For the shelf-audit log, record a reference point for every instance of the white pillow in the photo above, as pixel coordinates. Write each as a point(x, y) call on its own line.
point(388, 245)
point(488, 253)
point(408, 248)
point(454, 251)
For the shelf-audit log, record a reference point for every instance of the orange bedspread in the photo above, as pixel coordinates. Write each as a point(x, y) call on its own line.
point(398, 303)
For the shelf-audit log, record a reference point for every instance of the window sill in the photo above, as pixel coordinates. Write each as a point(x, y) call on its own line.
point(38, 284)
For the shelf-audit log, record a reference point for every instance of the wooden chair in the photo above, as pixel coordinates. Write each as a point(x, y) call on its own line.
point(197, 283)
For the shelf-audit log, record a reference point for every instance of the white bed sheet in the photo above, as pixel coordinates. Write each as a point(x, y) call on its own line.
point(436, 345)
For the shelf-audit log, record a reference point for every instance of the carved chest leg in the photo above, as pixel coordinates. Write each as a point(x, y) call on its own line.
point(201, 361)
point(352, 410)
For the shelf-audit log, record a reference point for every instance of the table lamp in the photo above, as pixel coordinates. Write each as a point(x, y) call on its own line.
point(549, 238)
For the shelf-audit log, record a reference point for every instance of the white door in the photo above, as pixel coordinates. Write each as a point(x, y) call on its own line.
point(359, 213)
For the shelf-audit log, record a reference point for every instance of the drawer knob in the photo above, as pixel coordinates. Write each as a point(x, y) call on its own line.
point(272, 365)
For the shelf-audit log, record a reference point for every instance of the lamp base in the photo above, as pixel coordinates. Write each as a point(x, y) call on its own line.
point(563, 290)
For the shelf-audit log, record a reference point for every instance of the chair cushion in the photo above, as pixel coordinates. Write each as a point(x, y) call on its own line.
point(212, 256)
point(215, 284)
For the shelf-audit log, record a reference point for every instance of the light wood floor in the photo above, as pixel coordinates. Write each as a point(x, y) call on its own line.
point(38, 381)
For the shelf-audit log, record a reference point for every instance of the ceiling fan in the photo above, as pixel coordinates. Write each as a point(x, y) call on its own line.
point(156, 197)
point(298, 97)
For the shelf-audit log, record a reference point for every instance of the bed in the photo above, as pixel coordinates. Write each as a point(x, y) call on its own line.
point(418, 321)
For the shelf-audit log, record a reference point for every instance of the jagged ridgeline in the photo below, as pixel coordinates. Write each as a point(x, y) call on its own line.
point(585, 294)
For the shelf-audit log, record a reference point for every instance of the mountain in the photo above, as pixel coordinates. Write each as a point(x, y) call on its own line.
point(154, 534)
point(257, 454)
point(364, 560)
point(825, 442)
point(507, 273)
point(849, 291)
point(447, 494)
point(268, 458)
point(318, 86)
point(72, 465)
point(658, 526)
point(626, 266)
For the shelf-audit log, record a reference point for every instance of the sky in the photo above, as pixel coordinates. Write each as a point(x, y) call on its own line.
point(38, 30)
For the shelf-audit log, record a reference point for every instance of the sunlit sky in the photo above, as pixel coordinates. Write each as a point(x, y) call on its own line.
┄┄┄┄┄┄┄┄┄┄
EXERCISE DIRECTIONS - Quote every entry exactly.

TASK ANSWER -
For the shelf-audit log, record a reference point for every instance of the white pillow in the photo above, as pixel coordinates. Write each as a point(x, y) call on its own line.
point(388, 245)
point(488, 253)
point(408, 248)
point(454, 251)
For the shelf-audit log, record a reference point for every instance of the orange bedspread in the photo above, as pixel coordinates. Write each as a point(x, y) call on its own line.
point(398, 303)
For the shelf-audit log, record a reference point for every instance of the window sill in the photo above, as pixel coordinates. Write each as a point(x, y) call on its own line.
point(38, 284)
For the shelf-audit log, record a reference point for every instance of the wooden chair in the photo above, as pixel coordinates. Write each as a point(x, y) call on its own line.
point(197, 283)
For the shelf-audit log, record a reference point for every instance of the white bed sheet in the photo above, as pixel coordinates. Write each as a point(x, y) call on its own line.
point(436, 345)
For the shelf-audit log, record a reference point for every instance of the carved chest leg in the photo above, as pixel coordinates. Write each as a point(x, y) call on its own line.
point(201, 361)
point(352, 410)
For the shelf-audit log, record a reference point for every instance of the table lamp in the photo above, as pixel coordinates. Write each as a point(x, y) call on its own line.
point(549, 238)
For the shelf-audit log, record a reference point for every instance of the white door in the photo above, as pixel coordinates. Write each as a point(x, y) call on its own line.
point(359, 213)
For the shelf-audit log, record a reference point for every instance of the drawer knob in the photo above, as pixel coordinates. Write each as a point(x, y) call on its own line.
point(272, 365)
For the shelf-audit log, record a reference point for every instance of the lamp base in the photo above, as pixel coordinates. Write each as a point(x, y) call on its own line.
point(563, 290)
For the shelf-audit log, record a reference point for every instance of the chair cushion in the photo above, as pixel coordinates. Write each as a point(x, y) call on its own line.
point(212, 256)
point(215, 284)
For the shelf-audit log, record a reference point for every instance of the light wood floor in the photo above, as pixel coordinates. Write each as a point(x, y) call on its own line.
point(38, 381)
For the shelf-audit log, record a reference point for every instance of the ceiling fan in the photo above, as pixel coordinates. Write each as a point(x, y) call on its own line.
point(156, 197)
point(298, 97)
For the shelf-audit log, record a reference point for every instance of the bed in the photo above, as pixel coordinates. Write each as a point(x, y) call on its own line.
point(418, 321)
For the shelf-audit log, record a reference point for every instance of the jagged ridgeline in the photo below, as pixel coordinates. Write each as a point(x, y) call on its own line.
point(585, 294)
For the shelf-audit log, record a reference point for every instance of the mountain in the photo above, as pixel coordinates. Write each as a point(x, y) call on its own line.
point(154, 534)
point(257, 454)
point(364, 560)
point(825, 442)
point(507, 273)
point(849, 291)
point(447, 494)
point(268, 458)
point(318, 86)
point(72, 465)
point(658, 526)
point(626, 266)
For the shelf-audit log, record a reference point for every instance of the sky in the photo above, as pixel coordinates. Write each as a point(x, y) call on its own line.
point(38, 30)
For the shelf-audit log, record a reference point for every instance of the sunlit sky in the photo above, as pixel coordinates. Write each as a point(x, y) call on its own line.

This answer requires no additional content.